### READING PASSAGE

* * * * * * *

Seems that *whatever *you do, you end up with a Scotsman. Excellent! :angel:


----------



## Ingélou

Taggart said:


> Seems that *whatever *you do, you end up with a Scotsman. Excellent! :angel:


Certainly whatever* I* do, I end up with a Scotsman! :lol:


----------



## Flamme

8 Celsius...Its sunny but cold kinda bites...


----------



## PetrB

Ch ch ch ch ch chilly....


----------



## shangoyal

Let's not fight people. What's talking without a small bit of mental converting and interpreting? Anyway I think I have _some_ maths floating around my head at all times.


----------



## PetrB

10 December, 2013
ChiChiChiChillyChicago

4 F = -16 C

Elicits an involuntary _"Woof!"_ when you step outside.

Coldest day on record, 20 January, 1985: -27 F = -32.7778 C That day, wind chill dropped that to -70 F = -56.6667 C


----------



## clavichorder

Its warmed up a bit here, 36 F.

* * * * * * *

### MATERIAL SUPPLIED
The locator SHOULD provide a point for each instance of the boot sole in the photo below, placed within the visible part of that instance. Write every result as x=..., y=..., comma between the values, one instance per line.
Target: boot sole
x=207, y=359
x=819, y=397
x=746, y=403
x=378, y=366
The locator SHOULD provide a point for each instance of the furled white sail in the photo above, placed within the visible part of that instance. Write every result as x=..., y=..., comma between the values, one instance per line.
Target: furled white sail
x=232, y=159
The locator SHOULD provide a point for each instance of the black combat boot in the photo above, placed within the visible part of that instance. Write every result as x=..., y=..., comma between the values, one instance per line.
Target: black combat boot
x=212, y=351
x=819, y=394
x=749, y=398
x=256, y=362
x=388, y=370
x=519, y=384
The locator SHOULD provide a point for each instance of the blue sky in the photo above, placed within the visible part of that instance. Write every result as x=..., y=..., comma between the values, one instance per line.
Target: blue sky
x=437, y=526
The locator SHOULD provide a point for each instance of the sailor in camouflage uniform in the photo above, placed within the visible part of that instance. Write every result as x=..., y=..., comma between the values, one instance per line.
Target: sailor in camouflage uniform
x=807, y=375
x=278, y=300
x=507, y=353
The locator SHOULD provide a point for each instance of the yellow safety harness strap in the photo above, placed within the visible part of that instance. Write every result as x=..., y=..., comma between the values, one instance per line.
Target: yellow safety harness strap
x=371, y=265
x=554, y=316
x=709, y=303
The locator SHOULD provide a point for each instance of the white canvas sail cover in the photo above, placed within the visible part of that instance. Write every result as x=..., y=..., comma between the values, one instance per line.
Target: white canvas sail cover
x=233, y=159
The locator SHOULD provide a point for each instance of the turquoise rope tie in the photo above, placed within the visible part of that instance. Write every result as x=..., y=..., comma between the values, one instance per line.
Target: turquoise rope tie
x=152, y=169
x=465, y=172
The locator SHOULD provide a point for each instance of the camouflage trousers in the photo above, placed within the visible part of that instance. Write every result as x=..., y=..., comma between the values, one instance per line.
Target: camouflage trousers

* * * * * * *

### GIVEN REQUEST A
In the forum thread, what was the temperature on Chicago's coldest day on record?
### GIVEN REQUEST B
Reproduce the forum thread between "Let's not fight" and "at all times.", inclusive.

### FINISHED ANSWER A
-27 F (-32.7778 C)

### FINISHED ANSWER B
Let's not fight people. What's talking without a small bit of mental converting and interpreting? Anyway I think I have _some_ maths floating around my head at all times.